> _Aim of the exercise_
Render the material from the line with "trace --target crane's" through the line with "512 213 L 506" as a two-column CSV with the headers input and answer, one row per entry. Put each entry's text and its answer in one quoted field apiece, with line breaks turned into spaces.

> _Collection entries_
..........

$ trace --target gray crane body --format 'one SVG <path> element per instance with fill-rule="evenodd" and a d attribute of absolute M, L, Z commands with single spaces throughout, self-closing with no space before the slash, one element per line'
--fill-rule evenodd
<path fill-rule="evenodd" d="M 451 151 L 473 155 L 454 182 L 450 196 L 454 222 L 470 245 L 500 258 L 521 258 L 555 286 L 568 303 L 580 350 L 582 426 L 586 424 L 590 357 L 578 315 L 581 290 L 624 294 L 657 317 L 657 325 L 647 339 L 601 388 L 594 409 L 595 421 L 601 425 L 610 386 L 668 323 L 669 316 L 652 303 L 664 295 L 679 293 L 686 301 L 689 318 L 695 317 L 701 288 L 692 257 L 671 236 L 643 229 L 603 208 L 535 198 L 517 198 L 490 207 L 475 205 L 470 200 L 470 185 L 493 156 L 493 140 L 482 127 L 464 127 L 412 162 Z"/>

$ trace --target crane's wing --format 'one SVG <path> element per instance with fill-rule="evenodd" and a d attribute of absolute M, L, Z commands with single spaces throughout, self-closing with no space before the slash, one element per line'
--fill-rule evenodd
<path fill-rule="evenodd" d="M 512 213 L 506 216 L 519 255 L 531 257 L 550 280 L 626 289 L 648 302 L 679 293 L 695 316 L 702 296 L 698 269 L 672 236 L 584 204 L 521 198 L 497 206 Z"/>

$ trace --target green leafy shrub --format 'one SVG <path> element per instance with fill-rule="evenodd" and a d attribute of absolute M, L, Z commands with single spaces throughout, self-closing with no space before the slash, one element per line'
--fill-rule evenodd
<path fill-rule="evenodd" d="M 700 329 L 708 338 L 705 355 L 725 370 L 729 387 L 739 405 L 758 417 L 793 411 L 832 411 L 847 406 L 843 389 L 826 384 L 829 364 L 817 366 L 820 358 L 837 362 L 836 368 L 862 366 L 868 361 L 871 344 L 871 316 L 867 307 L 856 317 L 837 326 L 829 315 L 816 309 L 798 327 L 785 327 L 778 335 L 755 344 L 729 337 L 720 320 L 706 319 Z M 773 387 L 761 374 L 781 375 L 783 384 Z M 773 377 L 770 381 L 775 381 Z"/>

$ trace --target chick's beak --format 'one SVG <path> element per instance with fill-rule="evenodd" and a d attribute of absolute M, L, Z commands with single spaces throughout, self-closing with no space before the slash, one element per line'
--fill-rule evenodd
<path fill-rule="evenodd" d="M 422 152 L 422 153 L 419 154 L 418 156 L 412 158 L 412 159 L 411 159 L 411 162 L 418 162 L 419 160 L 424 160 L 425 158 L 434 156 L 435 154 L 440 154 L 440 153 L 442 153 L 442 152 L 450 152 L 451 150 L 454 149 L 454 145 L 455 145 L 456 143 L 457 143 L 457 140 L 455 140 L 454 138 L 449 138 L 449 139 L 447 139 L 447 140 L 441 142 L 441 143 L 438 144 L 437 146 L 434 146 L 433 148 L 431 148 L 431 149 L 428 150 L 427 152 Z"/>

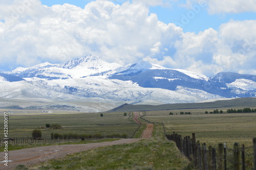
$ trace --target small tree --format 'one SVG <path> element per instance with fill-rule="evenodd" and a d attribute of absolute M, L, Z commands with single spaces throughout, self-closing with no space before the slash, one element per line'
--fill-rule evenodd
<path fill-rule="evenodd" d="M 35 129 L 32 132 L 32 138 L 33 139 L 36 140 L 38 138 L 40 138 L 42 137 L 42 132 L 40 130 Z"/>
<path fill-rule="evenodd" d="M 53 133 L 53 132 L 51 133 L 51 139 L 53 139 L 54 134 L 54 133 Z"/>
<path fill-rule="evenodd" d="M 62 128 L 62 127 L 60 125 L 56 124 L 52 124 L 50 127 L 53 129 L 60 129 Z"/>

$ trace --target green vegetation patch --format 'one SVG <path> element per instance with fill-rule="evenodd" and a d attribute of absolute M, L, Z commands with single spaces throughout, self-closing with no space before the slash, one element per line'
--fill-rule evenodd
<path fill-rule="evenodd" d="M 103 147 L 53 160 L 37 167 L 46 169 L 183 169 L 189 162 L 173 142 L 146 139 Z M 38 165 L 37 165 L 38 166 Z"/>

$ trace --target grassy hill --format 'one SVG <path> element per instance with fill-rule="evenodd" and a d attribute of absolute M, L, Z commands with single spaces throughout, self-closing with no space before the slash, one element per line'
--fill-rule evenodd
<path fill-rule="evenodd" d="M 130 112 L 133 111 L 155 111 L 177 109 L 193 109 L 220 108 L 224 107 L 256 107 L 256 98 L 239 98 L 232 100 L 218 101 L 212 102 L 171 104 L 160 105 L 123 104 L 108 111 L 108 112 Z"/>

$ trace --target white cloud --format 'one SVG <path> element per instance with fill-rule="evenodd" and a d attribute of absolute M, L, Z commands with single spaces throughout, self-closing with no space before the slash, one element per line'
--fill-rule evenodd
<path fill-rule="evenodd" d="M 13 18 L 12 12 L 26 1 L 31 3 L 29 8 Z M 45 61 L 63 63 L 95 54 L 122 64 L 146 60 L 207 75 L 222 71 L 255 72 L 255 20 L 230 21 L 218 31 L 210 28 L 198 34 L 184 33 L 181 28 L 150 14 L 149 4 L 116 5 L 98 0 L 82 9 L 69 4 L 49 7 L 38 0 L 26 1 L 0 6 L 14 10 L 0 12 L 0 19 L 5 20 L 0 21 L 2 63 L 28 66 Z"/>

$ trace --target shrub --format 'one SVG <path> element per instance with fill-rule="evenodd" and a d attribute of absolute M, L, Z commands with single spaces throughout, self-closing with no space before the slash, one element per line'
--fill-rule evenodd
<path fill-rule="evenodd" d="M 60 125 L 56 124 L 52 124 L 50 126 L 50 127 L 52 129 L 60 129 L 62 128 L 62 127 Z"/>
<path fill-rule="evenodd" d="M 42 132 L 40 130 L 35 129 L 32 132 L 32 138 L 34 139 L 40 138 L 42 137 Z"/>
<path fill-rule="evenodd" d="M 54 139 L 57 139 L 59 137 L 59 134 L 58 133 L 54 133 L 53 136 L 54 137 Z"/>
<path fill-rule="evenodd" d="M 93 138 L 95 139 L 101 139 L 104 138 L 104 136 L 100 133 L 95 133 L 93 135 Z"/>
<path fill-rule="evenodd" d="M 25 166 L 24 165 L 18 165 L 16 166 L 15 170 L 27 170 L 29 168 Z"/>
<path fill-rule="evenodd" d="M 51 139 L 53 139 L 53 136 L 54 133 L 53 132 L 51 133 Z"/>
<path fill-rule="evenodd" d="M 128 137 L 128 135 L 126 134 L 126 133 L 124 133 L 124 134 L 122 134 L 122 136 L 121 136 L 121 137 L 122 138 L 127 138 L 127 137 Z"/>

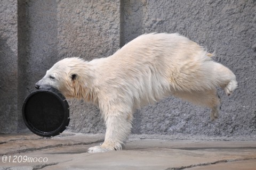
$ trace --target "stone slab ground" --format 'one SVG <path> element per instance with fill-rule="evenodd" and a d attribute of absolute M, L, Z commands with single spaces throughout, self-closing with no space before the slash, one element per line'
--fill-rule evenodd
<path fill-rule="evenodd" d="M 256 141 L 133 135 L 122 150 L 91 154 L 103 134 L 0 135 L 0 169 L 256 169 Z"/>

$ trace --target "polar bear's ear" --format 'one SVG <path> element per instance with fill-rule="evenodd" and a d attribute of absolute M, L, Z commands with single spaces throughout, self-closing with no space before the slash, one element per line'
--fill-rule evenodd
<path fill-rule="evenodd" d="M 71 79 L 72 80 L 75 80 L 77 78 L 77 75 L 76 74 L 71 74 Z"/>

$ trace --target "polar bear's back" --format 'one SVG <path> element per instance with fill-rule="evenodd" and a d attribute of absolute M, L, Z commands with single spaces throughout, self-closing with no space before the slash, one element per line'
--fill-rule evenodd
<path fill-rule="evenodd" d="M 143 35 L 112 56 L 99 60 L 98 76 L 101 86 L 116 91 L 121 98 L 132 96 L 132 101 L 141 105 L 175 90 L 186 90 L 186 86 L 200 86 L 202 81 L 195 81 L 195 78 L 205 77 L 201 69 L 205 61 L 210 60 L 206 54 L 196 43 L 177 33 Z"/>

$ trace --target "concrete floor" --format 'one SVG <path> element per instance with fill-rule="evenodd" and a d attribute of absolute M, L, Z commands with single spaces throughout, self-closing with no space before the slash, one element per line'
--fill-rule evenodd
<path fill-rule="evenodd" d="M 256 141 L 131 135 L 122 150 L 90 154 L 103 134 L 0 135 L 0 169 L 256 169 Z"/>

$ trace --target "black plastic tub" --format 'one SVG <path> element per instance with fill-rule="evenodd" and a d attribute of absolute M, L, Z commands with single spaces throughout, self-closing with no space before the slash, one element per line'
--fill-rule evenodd
<path fill-rule="evenodd" d="M 31 92 L 22 106 L 26 125 L 34 133 L 44 137 L 57 135 L 69 123 L 69 106 L 56 89 L 45 87 Z"/>

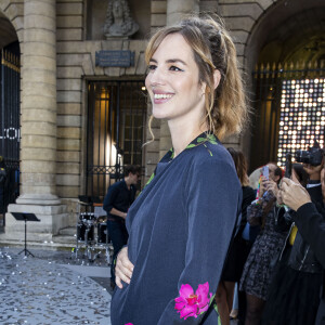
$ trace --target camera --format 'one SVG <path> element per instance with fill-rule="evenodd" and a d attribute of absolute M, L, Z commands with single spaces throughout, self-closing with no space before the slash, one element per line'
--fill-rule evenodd
<path fill-rule="evenodd" d="M 297 151 L 295 159 L 297 162 L 309 164 L 311 166 L 318 166 L 323 160 L 323 151 L 320 147 L 311 147 L 308 151 Z"/>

..........

> _Finished task_
input,answer
"$ trace --target crane's wing --format 'one SVG <path> element per instance with fill-rule=""evenodd"" and a d attribute of absolute M, L, Z commands with single spaces throughout, self-closing with no space before the slash, one element per line' --fill-rule evenodd","<path fill-rule=""evenodd"" d=""M 512 213 L 506 216 L 519 255 L 531 257 L 550 280 L 626 289 L 648 302 L 679 293 L 695 316 L 702 296 L 698 269 L 672 236 L 584 204 L 521 198 L 497 206 Z""/>"